- Your objective
Pictures are not part of the copy; repeat everything else in the records exactly.

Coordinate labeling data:
========
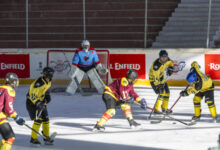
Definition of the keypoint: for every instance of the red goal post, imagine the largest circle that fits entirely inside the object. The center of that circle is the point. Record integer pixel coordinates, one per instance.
(61, 61)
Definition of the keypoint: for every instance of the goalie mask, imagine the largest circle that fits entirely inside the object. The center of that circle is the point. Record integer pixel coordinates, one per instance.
(131, 74)
(12, 79)
(85, 45)
(48, 73)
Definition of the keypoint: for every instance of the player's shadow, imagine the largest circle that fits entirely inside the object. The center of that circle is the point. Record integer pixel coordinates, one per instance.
(22, 143)
(84, 126)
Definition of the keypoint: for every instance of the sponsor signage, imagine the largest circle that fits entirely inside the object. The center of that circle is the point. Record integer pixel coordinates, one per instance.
(121, 63)
(212, 65)
(16, 63)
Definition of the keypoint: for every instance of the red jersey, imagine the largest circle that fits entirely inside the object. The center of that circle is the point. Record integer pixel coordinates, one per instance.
(120, 89)
(7, 96)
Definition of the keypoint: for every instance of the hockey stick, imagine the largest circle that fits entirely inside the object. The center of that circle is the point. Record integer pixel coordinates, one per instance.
(157, 99)
(80, 88)
(53, 135)
(177, 99)
(161, 119)
(179, 67)
(165, 115)
(40, 112)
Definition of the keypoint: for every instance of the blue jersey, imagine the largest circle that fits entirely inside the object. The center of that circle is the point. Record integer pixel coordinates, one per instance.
(83, 59)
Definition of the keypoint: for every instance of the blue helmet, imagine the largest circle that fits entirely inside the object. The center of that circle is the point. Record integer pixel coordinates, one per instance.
(191, 77)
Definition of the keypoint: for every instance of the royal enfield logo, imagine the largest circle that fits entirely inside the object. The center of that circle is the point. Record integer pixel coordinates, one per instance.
(214, 66)
(119, 66)
(5, 66)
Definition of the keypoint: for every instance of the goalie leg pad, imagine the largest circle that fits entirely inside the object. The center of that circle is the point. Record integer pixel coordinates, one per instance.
(72, 87)
(96, 80)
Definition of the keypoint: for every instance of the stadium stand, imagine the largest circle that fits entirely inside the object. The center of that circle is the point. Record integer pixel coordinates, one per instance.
(58, 23)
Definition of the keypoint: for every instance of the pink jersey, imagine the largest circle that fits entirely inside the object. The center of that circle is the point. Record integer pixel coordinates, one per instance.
(120, 89)
(7, 96)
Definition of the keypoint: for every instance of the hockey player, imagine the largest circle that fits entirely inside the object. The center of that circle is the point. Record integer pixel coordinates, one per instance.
(118, 94)
(38, 97)
(202, 86)
(157, 81)
(7, 96)
(86, 61)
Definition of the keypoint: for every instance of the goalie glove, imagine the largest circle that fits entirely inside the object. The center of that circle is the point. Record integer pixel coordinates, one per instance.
(101, 69)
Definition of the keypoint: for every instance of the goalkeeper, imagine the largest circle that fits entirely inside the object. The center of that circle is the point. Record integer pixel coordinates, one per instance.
(86, 61)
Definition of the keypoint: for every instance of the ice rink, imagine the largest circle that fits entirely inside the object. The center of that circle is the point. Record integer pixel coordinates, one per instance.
(73, 118)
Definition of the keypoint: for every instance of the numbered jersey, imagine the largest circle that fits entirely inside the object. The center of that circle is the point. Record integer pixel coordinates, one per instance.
(203, 83)
(83, 59)
(120, 89)
(38, 89)
(7, 96)
(156, 74)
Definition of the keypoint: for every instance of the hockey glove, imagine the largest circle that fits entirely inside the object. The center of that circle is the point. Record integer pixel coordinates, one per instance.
(47, 98)
(160, 88)
(184, 93)
(143, 103)
(170, 71)
(40, 105)
(20, 121)
(130, 100)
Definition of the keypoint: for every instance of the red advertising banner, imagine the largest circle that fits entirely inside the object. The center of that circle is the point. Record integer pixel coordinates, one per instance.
(121, 63)
(16, 63)
(212, 65)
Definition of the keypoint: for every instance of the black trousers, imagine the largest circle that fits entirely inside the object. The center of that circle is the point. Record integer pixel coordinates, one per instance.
(110, 102)
(31, 108)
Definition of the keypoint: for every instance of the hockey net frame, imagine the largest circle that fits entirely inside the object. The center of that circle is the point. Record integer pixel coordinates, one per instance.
(62, 65)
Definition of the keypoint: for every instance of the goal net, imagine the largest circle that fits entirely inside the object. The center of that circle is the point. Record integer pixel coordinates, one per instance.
(61, 62)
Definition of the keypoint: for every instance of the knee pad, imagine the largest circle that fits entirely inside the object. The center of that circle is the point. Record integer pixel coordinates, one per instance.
(125, 106)
(210, 103)
(10, 141)
(197, 100)
(111, 112)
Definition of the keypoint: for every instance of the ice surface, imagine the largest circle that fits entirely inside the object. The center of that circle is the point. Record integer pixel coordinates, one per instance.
========
- Task result
Definition of the keypoint: for every instance of the red goal post, imagine the largest circle that fits entirely inside the object. The center of that circle is the point. Record integer pixel coordinates, one per instance.
(61, 61)
Definition of the keypoint: for every instance of the goalie mask, imagine the largest circle that fits entirely inside the object. The center of that circle is the point. Record integer pixel coordinates, one per instance.
(131, 74)
(12, 79)
(85, 45)
(48, 73)
Definition of the keypoint: for every instance of the player's shadow, imagine the largest circle that fits entirely inside the object. The center of that circle is the point. Record integer pixel coordinates, one per instance.
(22, 143)
(84, 126)
Definition of the keypoint: for every instance of the sponsor signage, imagine the largest circle that fits entirely inside the object. The center of that circle is the point. Record integer pixel coordinates, one per instance.
(121, 63)
(212, 65)
(16, 63)
Definition of the keypoint: for every instance of the red jersey, imagine the largest circle that fits entirely inside the object. The center of that circle is the point. Record integer pixel coordinates, one per instance.
(120, 89)
(7, 96)
Definition of the keypoint: for every instance of the hockey stick, imagine the largest circle that fits entirely inside the object. The center of that circle is the point. Record integer pixel coordinates, one per instance.
(157, 99)
(80, 88)
(53, 135)
(177, 99)
(161, 119)
(179, 67)
(165, 115)
(40, 112)
Definition of the keypoint: for every instance of the blue jersey, imagine the largest circle that fits entirely inside the object. The center of that circle is the point. Record integer pixel coordinates, one per instance.
(83, 59)
Definition of the keypoint: for every instance of the blue helmet, imagine the largest circle that fits entirely inside the object. The center of that circle is the point. Record integer pixel coordinates, one per instance.
(191, 77)
Definition of the keypoint: for every instance of the royal enfield logo, imagine the largest circle that fits entirely inside the object. The center of that circle is the point. Record integer pixel coordinates, one per instance.
(214, 66)
(119, 66)
(5, 66)
Definition of the keypoint: for every instance of the goalie leg pad, imagine the largest circle that fits entirely inside the object. The center of that circle is the point. Record integer pixel coordinates, one per instance.
(72, 87)
(96, 80)
Definition of the keypoint: for every instance of the stadium stand, imagine the largest circle that fits entirely inside the object. The center of that circle is the point. Record integer pixel coordinates, one per instance.
(58, 23)
Definition of the keypoint: for every instance of the pink jersey, imagine the largest circle that fits entirely inside the object. The center of that circle is the point. Record integer pixel coordinates, one per instance.
(120, 89)
(7, 96)
Definition of the keypoint: for every instance of the hockey player, imagine the largest circle that fits entirely inside the object. The center of that circle is the point. Record integer pixel coordinates, one per instance.
(118, 94)
(38, 97)
(202, 86)
(157, 81)
(7, 96)
(86, 61)
Definition of the keypoint: for every instance of the goalie glove, imagine the largest circle that fits entirely inside the object. The center of that circle is the point. Record integer pixel coordinates, one per instance.
(101, 69)
Definition of the keypoint: for every instance of the goalkeeper, imagine the largest circle that fits entirely inside the object. The center of that circle is the point. Record integer pixel coordinates, one per instance.
(86, 61)
Definition of the keypoint: for every instance of the ice rink, imagine the largest circle that fits entirely inside the object. The center of that circle is the point. Record integer pixel coordinates, one per instance.
(73, 118)
Definition of the keypoint: for every instance of the numbered jersey, imagine the largest circle that fits entirely inside the object. The center of that circle is the point. Record integer pixel coordinates, one per instance.
(203, 83)
(83, 59)
(120, 89)
(38, 89)
(7, 96)
(156, 74)
Definition of the keypoint: for every instance of the hockey glove, imagine the largest circle that fits entirely inside the object. The center of that circle is the point. Record integer pixel coordinates, one per instance.
(47, 98)
(160, 88)
(184, 93)
(143, 103)
(170, 71)
(40, 105)
(20, 121)
(130, 100)
Definition of the keypoint: for every instance of the red advertising banner, imagine the largest circle that fits entirely inside the object. The center of that circle is the point. Record integer pixel coordinates, one per instance.
(121, 63)
(16, 63)
(212, 65)
Definition of the keypoint: for every instance of the black trousers, imagine the largest circle that fits entirely inside the object. The center of that circle is the point. Record integer pixel coordinates, one per instance.
(110, 102)
(31, 108)
Definition of the keypoint: for every instance of the hockey net frame, imagine the largest circle that fits entirely inside the object. The center of that circle is the point. Record integer pixel coordinates, one per instance.
(62, 65)
Definition of the keypoint: for every instance of the goal net, imagine the largest circle that fits entirely inside the object. The center of that circle is the point. Record integer pixel coordinates, one per instance.
(61, 62)
Definition of the keypoint: for every instance of the knee pad, imagine the largest circle that fits entirely inside the object. The center of that circle is the point. Record integer pixel coordinates, one per instance.
(125, 106)
(210, 103)
(10, 141)
(197, 100)
(111, 112)
Definition of the keypoint: for every instance of the ice surface, imagine the largest circle that fits entirely inside the object. The center of that circle is the point. Record integer pixel coordinates, one per instance.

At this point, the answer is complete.